**What is being asked:** Rewrite the material from its first line through the line with "<point>255,105</point>", replacing "pick out" with "mark" and keeping everything else the same.

**Material for the task:**
%%

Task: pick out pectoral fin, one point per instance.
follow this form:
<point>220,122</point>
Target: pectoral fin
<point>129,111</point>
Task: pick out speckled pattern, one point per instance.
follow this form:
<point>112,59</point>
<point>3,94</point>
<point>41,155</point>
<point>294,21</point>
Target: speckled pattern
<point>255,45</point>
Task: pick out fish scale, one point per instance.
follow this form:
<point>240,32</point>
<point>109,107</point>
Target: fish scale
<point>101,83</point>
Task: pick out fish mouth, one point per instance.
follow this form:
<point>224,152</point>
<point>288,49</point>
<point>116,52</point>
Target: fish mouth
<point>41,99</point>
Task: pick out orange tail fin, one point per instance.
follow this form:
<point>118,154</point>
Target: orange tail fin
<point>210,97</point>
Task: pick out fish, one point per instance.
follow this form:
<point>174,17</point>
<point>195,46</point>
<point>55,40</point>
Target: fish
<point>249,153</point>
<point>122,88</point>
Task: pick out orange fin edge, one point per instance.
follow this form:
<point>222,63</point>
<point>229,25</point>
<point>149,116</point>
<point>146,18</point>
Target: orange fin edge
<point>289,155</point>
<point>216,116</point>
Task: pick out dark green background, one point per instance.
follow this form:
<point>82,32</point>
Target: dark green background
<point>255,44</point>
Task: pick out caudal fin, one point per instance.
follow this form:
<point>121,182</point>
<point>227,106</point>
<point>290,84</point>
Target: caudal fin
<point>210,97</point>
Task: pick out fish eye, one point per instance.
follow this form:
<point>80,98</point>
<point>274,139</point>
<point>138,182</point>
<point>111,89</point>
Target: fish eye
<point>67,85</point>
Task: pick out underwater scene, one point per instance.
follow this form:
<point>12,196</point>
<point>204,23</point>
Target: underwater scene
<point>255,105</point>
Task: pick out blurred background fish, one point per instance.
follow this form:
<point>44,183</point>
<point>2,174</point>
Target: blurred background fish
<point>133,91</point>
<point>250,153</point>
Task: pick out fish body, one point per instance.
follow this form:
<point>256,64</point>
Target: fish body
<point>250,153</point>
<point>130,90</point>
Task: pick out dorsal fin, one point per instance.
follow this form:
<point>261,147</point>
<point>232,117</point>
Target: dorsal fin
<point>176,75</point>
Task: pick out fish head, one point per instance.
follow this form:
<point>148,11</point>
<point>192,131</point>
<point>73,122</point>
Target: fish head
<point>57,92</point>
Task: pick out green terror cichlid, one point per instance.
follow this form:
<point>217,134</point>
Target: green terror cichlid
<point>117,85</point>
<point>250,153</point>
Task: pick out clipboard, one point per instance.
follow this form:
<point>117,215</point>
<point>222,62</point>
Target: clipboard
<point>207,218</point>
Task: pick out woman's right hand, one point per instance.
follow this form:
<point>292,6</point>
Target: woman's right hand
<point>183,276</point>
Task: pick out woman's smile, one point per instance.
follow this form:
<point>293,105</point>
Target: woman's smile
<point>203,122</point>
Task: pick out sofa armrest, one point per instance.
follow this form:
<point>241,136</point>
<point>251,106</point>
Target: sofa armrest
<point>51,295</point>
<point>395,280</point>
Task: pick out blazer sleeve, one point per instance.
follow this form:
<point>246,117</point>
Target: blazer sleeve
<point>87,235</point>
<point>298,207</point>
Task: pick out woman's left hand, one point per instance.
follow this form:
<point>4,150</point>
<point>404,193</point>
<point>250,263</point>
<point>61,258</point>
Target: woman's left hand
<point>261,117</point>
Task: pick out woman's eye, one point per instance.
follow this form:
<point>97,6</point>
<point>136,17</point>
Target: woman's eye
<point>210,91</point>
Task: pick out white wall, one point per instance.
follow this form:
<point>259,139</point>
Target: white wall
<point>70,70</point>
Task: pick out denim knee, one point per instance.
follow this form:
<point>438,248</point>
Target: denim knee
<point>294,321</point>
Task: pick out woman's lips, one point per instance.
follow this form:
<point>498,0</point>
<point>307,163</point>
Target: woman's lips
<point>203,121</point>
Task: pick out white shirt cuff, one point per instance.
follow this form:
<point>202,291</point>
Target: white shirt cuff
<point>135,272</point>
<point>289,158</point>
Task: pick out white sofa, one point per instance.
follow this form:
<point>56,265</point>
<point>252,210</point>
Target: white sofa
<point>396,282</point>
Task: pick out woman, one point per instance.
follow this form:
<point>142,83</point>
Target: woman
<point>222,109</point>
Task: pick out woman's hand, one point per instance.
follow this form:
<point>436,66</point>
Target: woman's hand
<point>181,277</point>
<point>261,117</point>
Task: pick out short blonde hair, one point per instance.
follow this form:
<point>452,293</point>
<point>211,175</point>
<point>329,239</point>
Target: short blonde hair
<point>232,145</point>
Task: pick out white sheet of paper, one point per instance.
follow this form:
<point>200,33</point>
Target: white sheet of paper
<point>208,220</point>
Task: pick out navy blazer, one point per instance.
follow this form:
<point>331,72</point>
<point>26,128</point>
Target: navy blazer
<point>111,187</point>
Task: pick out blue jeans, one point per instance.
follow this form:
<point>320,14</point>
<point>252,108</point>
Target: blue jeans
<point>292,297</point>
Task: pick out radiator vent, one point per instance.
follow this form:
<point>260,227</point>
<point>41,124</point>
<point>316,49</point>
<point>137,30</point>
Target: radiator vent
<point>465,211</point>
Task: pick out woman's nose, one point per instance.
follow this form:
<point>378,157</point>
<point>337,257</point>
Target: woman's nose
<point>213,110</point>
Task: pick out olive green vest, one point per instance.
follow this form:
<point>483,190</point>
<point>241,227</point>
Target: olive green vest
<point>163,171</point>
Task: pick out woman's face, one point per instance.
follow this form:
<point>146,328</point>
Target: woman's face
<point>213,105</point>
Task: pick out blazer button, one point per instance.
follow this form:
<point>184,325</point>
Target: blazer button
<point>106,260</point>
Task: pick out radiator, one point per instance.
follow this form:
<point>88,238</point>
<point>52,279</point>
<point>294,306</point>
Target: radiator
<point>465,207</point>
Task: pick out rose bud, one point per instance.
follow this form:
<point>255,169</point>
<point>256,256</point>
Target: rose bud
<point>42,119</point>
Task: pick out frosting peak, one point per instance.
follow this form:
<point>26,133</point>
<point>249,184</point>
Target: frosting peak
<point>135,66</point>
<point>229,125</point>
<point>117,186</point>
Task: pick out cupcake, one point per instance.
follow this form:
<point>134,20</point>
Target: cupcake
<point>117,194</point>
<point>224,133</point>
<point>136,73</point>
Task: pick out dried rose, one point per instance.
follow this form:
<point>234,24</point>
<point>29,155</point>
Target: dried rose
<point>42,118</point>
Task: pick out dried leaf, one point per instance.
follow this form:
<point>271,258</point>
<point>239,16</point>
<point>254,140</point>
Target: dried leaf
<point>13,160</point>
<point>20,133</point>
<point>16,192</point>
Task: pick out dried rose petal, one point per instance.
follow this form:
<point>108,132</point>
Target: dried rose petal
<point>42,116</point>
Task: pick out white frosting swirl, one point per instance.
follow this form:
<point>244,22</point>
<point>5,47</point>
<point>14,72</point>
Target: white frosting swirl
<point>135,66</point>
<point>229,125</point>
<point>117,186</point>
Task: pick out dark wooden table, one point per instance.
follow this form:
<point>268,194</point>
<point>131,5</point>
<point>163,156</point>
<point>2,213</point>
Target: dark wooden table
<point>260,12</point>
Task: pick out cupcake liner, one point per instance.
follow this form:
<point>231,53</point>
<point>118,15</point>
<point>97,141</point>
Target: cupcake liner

%%

**Answer to this exercise:**
Task: mark pectoral fin, one point per instance.
follow this form:
<point>220,122</point>
Target: pectoral fin
<point>129,111</point>
Task: mark speckled pattern, one point per instance.
follow this form:
<point>112,59</point>
<point>3,94</point>
<point>41,155</point>
<point>294,21</point>
Target: speckled pattern
<point>255,45</point>
Task: mark fish scale, one point per instance.
follow this form:
<point>240,32</point>
<point>109,107</point>
Target: fish scale
<point>101,83</point>
Task: mark fish mouth, one point per instance.
follow this form:
<point>224,152</point>
<point>288,49</point>
<point>116,52</point>
Target: fish mouth
<point>41,99</point>
Task: mark orange tail fin, one point per instance.
follow this form:
<point>118,154</point>
Target: orange tail fin
<point>210,97</point>
Task: mark fish, one point per instance.
follow this form:
<point>174,17</point>
<point>195,46</point>
<point>55,40</point>
Target: fish
<point>249,153</point>
<point>122,88</point>
Task: mark orange fin edge, one point per instance.
follow this form:
<point>222,63</point>
<point>229,25</point>
<point>149,116</point>
<point>146,18</point>
Target: orange fin edge
<point>289,155</point>
<point>216,116</point>
Task: mark dark green background, one point per instance.
follow this form:
<point>82,32</point>
Target: dark green background
<point>255,44</point>
Task: mark caudal fin, one point per instance.
follow this form:
<point>121,182</point>
<point>227,106</point>
<point>290,84</point>
Target: caudal fin
<point>210,97</point>
Task: mark fish eye, one point per instance.
follow this form:
<point>80,98</point>
<point>274,139</point>
<point>138,182</point>
<point>111,89</point>
Target: fish eye
<point>67,85</point>
Task: mark underwater scene, one point per instance.
follow this form:
<point>12,196</point>
<point>204,23</point>
Target: underwater scene
<point>255,105</point>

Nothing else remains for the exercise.